» **PASSAGE TO READ**:
In 2022, at least in Hong Kong, I'm looking to dramatically reduce the total footprint of our servers, increase density, performance and management.

Our current infrastructure in HK has been built out over more than a decade. Many of our racks are still only connected to the 'core' over Gbit ethernet. Much of our equipment is running on Xeon E5s and DDR3.

Of course we're not going to throw these things out, but it seems like it's time for some new gear and try and replace our existing 'cloud' with the latest and greatest.

Our typical storage virtualisation nodes run Dual Xeon E5 with 128GB RAM, while our storage nodes run on single socket E5s, 32-64GB RAM, 8x 3.5" hostwap bays (some nodes are SSD, some HDD and some hybrid), and it's all connected together over 10G.

Anyone have any experience, and opinions on more modern gear? I'm especially interested in 100Gbit networking. I'm trying to come up with a highly robust solution with few bottleneck points. 10G networking definitely felt like a bottleneck, but upping to 100G will probably reveal other bottlenecks elsewhere in the system.

The emphasis on the new system is density, but not at the cost of complexity. We're not limited by space, and running a CEPH/Virtuozzo Storage like storage solution added considerable complexity, and seemingly also at a performance cost as well. Our current solution is to run numerous standalone storage nodes in RAID 10, with backup nodes and scheduled backups. At least for us, this turned out to be more reliable, faster, and easier (simpler) to manage. The cost of course is a great deal of disk waste, and general excess redundancy. That said, I'm still willing to use such a model as the reduced labour is probably worth the initial up front cost. As such, I'm expecting a pretty high upfront cost to build the first initial system.

Anyone with real world experience that can share some advice on building such a system?

Thanked by 1devp

Comments

  • SaahibSaahib Host Rep, Veteran

    I don't know what kind of answer you are expecting here but if are looking for advice from experience then I suppose @Francisco is pro in such stuff.

  • wdmgwdmg Member, LIR

    If you're looking to condense hypervisors and don't mind a fun setup...

    I would recommend some Supermicro's with H11SSL-I revision 2 ("rev2") motherboards (supporting 7001, 7002 CPUs for AMD EPYC), put this together with a 32 core CPU such as the 7551P (only ~$200 on ebay) in a 1U. I'd recommend a minimum of 128 GB of memory per node, remember with AMD EPYC you need ECC ram though the cost these days it's not too much of a difference depending on where your vendor is.

» **EXERCISE TASKS**:
- 1) In the forum thread about replacing servers in Hong Kong, what connects many of the racks to the core?
- 2) Pick up the forum thread about replacing servers in Hong Kong after its last sentence and keep writing it.

» **SUPPLIED INFORMATION**:
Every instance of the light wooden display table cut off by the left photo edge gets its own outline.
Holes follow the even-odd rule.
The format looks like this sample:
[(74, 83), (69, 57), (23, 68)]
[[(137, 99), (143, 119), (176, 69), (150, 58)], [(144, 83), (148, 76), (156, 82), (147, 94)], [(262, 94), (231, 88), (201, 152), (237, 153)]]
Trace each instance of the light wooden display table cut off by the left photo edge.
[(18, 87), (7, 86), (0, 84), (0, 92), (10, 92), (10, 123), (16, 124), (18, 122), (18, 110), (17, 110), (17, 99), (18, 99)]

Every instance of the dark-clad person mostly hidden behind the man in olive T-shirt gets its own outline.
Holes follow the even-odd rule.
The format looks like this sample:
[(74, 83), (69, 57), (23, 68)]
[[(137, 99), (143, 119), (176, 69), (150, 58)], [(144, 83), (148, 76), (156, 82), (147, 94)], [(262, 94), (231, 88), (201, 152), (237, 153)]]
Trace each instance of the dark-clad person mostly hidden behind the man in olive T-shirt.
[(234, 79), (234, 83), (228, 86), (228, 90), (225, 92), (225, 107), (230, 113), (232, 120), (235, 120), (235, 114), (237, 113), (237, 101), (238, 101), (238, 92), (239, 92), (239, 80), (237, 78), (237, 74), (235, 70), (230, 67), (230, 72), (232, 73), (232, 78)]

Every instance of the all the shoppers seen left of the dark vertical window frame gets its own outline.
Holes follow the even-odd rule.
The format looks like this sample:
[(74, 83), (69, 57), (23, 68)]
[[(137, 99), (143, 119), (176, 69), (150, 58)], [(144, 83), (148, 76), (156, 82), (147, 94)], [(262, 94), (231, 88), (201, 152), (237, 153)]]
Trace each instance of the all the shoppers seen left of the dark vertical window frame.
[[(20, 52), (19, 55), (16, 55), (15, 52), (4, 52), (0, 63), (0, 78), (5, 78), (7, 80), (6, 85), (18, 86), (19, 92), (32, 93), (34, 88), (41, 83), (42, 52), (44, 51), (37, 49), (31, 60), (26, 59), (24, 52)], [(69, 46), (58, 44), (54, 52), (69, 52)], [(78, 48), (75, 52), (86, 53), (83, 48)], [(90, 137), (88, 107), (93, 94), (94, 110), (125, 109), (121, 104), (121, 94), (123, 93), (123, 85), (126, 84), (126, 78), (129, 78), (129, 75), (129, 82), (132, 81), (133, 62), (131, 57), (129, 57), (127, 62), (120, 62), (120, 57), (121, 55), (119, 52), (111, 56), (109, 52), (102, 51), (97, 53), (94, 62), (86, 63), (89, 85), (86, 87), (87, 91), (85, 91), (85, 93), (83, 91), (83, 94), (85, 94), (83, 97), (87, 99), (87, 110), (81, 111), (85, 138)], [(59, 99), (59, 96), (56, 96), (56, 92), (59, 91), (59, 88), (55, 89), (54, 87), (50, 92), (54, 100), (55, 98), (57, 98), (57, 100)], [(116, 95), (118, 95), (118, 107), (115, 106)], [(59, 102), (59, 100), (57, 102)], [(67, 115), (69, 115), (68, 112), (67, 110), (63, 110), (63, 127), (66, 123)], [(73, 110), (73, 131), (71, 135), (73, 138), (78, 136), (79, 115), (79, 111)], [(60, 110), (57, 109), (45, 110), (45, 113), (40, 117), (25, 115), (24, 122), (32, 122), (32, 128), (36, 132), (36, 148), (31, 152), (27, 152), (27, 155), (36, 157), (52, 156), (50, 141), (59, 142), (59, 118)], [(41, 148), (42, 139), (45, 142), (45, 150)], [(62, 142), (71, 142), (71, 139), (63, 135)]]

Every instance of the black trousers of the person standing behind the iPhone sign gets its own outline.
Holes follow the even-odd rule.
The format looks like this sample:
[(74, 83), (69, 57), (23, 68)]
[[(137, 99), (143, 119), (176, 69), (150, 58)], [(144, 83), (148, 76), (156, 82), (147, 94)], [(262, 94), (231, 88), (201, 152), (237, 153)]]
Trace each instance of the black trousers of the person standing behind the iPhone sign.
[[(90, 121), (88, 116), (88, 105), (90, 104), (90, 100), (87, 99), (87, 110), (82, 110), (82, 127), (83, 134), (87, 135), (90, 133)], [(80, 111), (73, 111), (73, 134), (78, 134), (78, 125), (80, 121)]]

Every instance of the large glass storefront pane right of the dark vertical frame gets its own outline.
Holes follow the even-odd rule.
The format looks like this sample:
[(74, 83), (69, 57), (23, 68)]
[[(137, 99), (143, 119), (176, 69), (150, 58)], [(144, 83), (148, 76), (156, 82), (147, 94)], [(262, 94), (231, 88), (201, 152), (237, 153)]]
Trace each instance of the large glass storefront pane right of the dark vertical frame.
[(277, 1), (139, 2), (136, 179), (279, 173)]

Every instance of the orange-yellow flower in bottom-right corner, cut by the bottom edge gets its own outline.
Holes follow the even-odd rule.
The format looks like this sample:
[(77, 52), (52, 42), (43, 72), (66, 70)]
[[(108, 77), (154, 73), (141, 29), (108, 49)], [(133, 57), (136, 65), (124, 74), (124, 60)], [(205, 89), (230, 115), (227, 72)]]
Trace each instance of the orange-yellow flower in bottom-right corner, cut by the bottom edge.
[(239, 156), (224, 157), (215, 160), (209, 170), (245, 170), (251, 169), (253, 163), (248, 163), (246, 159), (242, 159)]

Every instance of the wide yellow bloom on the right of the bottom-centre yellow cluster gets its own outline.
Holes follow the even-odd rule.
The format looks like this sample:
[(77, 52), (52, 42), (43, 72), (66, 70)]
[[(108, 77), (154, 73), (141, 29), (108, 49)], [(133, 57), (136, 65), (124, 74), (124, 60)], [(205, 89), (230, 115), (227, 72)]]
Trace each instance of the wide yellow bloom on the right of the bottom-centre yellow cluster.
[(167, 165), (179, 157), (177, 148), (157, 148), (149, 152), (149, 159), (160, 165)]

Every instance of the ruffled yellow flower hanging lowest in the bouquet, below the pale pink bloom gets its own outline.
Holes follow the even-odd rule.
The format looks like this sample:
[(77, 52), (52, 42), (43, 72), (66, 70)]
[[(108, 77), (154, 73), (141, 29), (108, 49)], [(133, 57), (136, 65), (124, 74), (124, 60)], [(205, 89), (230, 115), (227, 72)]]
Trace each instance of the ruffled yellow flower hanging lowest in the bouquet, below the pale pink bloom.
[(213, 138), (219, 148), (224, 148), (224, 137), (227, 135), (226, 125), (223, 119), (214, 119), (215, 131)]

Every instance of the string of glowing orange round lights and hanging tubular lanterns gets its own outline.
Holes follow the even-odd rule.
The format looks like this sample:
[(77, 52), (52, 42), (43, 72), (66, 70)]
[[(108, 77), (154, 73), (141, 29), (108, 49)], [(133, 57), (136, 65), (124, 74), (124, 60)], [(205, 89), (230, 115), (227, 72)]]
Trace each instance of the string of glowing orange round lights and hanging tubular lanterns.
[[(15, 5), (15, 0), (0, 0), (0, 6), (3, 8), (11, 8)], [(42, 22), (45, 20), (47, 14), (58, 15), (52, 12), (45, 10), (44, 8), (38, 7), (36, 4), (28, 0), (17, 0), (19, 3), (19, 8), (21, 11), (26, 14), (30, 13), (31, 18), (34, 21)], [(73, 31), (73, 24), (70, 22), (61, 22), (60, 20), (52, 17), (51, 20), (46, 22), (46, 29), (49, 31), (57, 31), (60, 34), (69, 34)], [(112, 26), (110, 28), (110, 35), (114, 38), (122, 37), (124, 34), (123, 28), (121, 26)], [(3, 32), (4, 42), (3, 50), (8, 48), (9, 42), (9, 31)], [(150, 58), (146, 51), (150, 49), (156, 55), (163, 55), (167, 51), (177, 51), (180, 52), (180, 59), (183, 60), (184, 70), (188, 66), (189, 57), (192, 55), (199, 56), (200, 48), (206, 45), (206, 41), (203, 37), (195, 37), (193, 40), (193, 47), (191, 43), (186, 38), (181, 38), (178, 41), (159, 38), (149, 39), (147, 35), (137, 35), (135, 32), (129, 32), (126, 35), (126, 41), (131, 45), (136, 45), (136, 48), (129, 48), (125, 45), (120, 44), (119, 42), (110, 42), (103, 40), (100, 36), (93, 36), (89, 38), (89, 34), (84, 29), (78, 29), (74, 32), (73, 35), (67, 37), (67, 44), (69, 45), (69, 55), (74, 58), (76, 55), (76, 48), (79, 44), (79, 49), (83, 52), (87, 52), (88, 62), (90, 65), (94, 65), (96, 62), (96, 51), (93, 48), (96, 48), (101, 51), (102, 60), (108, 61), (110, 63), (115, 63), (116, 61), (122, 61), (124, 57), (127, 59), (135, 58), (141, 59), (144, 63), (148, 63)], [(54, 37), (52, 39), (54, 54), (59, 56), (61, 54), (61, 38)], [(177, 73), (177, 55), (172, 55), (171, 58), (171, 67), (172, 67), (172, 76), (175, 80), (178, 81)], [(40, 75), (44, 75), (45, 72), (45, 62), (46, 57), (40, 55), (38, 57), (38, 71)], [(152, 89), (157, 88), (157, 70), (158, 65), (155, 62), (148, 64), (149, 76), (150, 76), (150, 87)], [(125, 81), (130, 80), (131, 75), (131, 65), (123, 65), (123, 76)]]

» **PER-TASK ANSWERS**:
- 1) Gbit ethernet.

- 2)
    You can then slap a Mellanox X6 in there if you want 100GE but realistically without some performance tuning on the nic you won't hit the full pipe even under load, so I'm going to assume this is just to avoid single-node congestion like you'd experience with a 1G RJ45 port. You can slap that together with 4x2TB SSD + an NVMe and it makes a decent build for <$3k/piece.

    I would recommend only going 40GE on these nodes though, it's a bit better cost wise. Now, like all builds this has a downside that unless you get a better chassis instead of the cheap 813's or similar, you're limited to a single PSU on it but it can be mitigated with an automatic transfer switch (ATS).

    If you do need dual PSUs on your machines instead of wanting to rock an ATS then you can stick with the Supermicro and grab a suitable chassis, or, you can explore other options. I've not had much luck personally with HPE's or Dell's EPYCs from the interactions I've had, so I'd recommend other vendors... YMMV.

    Then, connect this to something like the Cisco N9K, or, if you love Arista (such as I do) you can link the nodes directly into something like the DCS-7060CX-32S-R which runs about $5K USD on ebay as of today (mixture of 40G and 100G ports). You can get good optics from fs.com very affordably, grab yourself the cabling and the optics from fs and link them together.

    Now, let's talk storage:

    I would highly recommend the Supermicro 4U's with 36 bays for 3.5" HDDs, a few months ago they could be had for ~$400 each (at least from my local vendor), obviously your mileage will vary today but they shouldn't be overly pricey. Slap this with any decent Xeon CPU (eg, 2650's or 2680's) and fill your drive bays.

    I've played with Ceph over the last little while, and while it is definitely good it's not worth it unless you have at least 4-5 storage servers. If you have less, I'd suggest you look into glusterfs -- you can always migrate one at a time after the fact to Ceph if you scale enough outwards. One perk of Ceph is you can enjoy a full S3 compatible object storage endpoint plus the block storage versus simply glusterfs being block storage.

    If you do Ceph, you'll want multiple metadata servers (at least 2) as it will really help.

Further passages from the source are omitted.